■ **TEXT SECTION**
# Ashura: Muslim Holy Day Marked in Blood



## ReadBavinck (Feb 15, 2006)

CNN and others were banned from filming this Shia ritual mourning procession connected with Ashura "out of fear that the news media would use the ritual to distort the image of Islam." 

No real need to distort. This is _very_ sad. We must pray for Muslim people. How desperately they need the blood of Christ.

*Warning*: these pictures are very graphic

[Edited on 2-15-2006 by CJ_Chelpka]


----------



## WrittenFromUtopia (Feb 15, 2006)

Pathetic. God truly has made the wisdom of this world out to be foolishness.


----------



## crhoades (Feb 15, 2006)

Blood atonement. I'll take Christ's effacious shed blood anyday rather than shedding my own to show my "dedication"


----------



## Bladestunner316 (Feb 15, 2006)

How sick and sad!!!!


----------



## Ivan (Feb 15, 2006)

"What will wash away my sin? NOTHING but the blood of Jesus!!"


----------



## Anton Bruckner (Feb 16, 2006)

those photos are nauseating and repugnant.

ps. Ryan, I like your entry on your blog with the flag burnings by Muslims.

But you got to love it. The Imams and the Ayatollah's great power comes from their ignorant religious subjects.

Keep the population ignorant and you keep your power.

■ **DATA ENTRIES**
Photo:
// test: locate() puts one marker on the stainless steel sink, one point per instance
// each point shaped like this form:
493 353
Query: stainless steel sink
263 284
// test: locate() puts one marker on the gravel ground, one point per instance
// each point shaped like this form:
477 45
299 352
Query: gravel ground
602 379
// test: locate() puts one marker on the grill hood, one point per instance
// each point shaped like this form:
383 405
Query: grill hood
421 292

--

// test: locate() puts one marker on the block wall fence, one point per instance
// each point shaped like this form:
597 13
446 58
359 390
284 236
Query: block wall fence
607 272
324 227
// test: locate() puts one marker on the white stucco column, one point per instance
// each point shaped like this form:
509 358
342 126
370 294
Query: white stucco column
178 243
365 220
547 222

--

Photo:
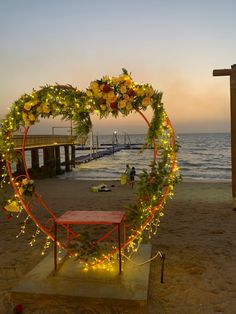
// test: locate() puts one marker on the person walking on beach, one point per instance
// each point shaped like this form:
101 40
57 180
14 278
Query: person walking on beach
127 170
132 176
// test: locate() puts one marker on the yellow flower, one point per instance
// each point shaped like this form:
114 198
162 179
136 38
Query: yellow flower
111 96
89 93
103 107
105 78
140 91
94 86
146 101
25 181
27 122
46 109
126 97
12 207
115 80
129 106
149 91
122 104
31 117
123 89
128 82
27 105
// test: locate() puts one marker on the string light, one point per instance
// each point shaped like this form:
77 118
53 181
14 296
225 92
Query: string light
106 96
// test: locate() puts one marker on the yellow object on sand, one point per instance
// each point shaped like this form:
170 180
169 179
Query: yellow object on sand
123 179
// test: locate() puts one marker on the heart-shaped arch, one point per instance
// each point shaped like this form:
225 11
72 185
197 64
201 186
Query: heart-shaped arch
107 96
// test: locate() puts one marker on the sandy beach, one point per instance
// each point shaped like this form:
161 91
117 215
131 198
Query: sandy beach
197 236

■ **GOALS**
a) Locate each row in the three blocks that contains the word "yellow", and copy every such row in full.
b) Continue the Ashura forum thread, starting right after its last line.

■ **WRITTEN ANSWERS**
a)
// test: locate() puts one marker on the yellow flower, one point per instance
Query: yellow flower
// test: locate() puts one marker on the yellow object on sand, one point per instance
Query: yellow object on sand

b)
[Edited on 2-16-2006 by Slippery]


----------



## Peter (Feb 16, 2006)

Reminds me of the Flagellants. Just shows you how much in common the two most evil religions in world have. They are also both near perfect counterfeits of Christianity.


----------



## Anton Bruckner (Feb 16, 2006)

> _Originally posted by Peter_
> Reminds me of the Flagellants. Just shows you how much in common the two most evil religions in world have. They are also both near perfect counterfeits of Christianity.


yep. And I shudder when I think of what God made me escape.

Humanity blind and trapped in a maze of wicked philosophies. It truly takes God to save someone and open their eyes.

But eh em, according to some, all man has to do is practice free wil. I wonder what free will is there when you are totally blind and deceived.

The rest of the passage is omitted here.